::: Records for this exercise :::

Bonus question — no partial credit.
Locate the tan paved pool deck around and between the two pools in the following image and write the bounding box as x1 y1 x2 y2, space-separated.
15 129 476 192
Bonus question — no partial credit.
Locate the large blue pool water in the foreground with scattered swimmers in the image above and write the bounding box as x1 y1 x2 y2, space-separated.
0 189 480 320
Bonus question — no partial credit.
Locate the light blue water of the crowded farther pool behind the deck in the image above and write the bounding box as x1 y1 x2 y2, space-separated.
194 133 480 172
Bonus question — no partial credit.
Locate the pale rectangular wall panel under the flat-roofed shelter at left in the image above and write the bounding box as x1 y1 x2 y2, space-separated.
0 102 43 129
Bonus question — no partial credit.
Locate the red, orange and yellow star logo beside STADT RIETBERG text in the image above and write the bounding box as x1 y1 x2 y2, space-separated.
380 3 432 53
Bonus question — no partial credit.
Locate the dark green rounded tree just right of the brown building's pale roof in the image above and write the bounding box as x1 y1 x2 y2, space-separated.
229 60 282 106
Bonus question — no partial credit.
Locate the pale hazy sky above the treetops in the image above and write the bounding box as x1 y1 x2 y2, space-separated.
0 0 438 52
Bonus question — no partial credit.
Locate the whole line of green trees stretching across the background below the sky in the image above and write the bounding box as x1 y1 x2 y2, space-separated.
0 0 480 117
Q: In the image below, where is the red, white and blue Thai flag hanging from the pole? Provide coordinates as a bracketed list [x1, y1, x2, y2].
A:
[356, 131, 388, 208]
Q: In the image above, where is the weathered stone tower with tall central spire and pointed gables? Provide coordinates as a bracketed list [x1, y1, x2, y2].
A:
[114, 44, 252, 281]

:::

What is expected:
Lines from the one containing "Locate the red, orange" through the final line of the entries above are to be output exactly; omit all others.

Exercise output:
Locate the red, orange and yellow star logo beside STADT RIETBERG text in the image above and write the bounding box as x1 y1 x2 y2, space-separated.
380 3 432 53
Bonus question — no partial credit.
Locate the dark green rounded tree just right of the brown building's pale roof in the image above and write the bounding box as x1 y1 x2 y2, space-separated.
229 60 282 106
Bonus question — no partial credit.
Locate the pale hazy sky above the treetops in the image above and write the bounding box as x1 y1 x2 y2, space-separated.
0 0 438 52
Bonus question — no partial credit.
Locate the whole line of green trees stretching across the background below the sky in the image above and write the bounding box as x1 y1 x2 y2, space-separated.
0 0 480 117
Q: In the image below, where is the red, white and blue Thai flag hanging from the pole? Provide coordinates as a bracketed list [x1, y1, x2, y2].
A:
[356, 131, 388, 208]
Q: In the image above, where is the weathered stone tower with tall central spire and pointed gables? Provide coordinates as a bracketed list [x1, y1, x2, y2].
A:
[114, 44, 252, 281]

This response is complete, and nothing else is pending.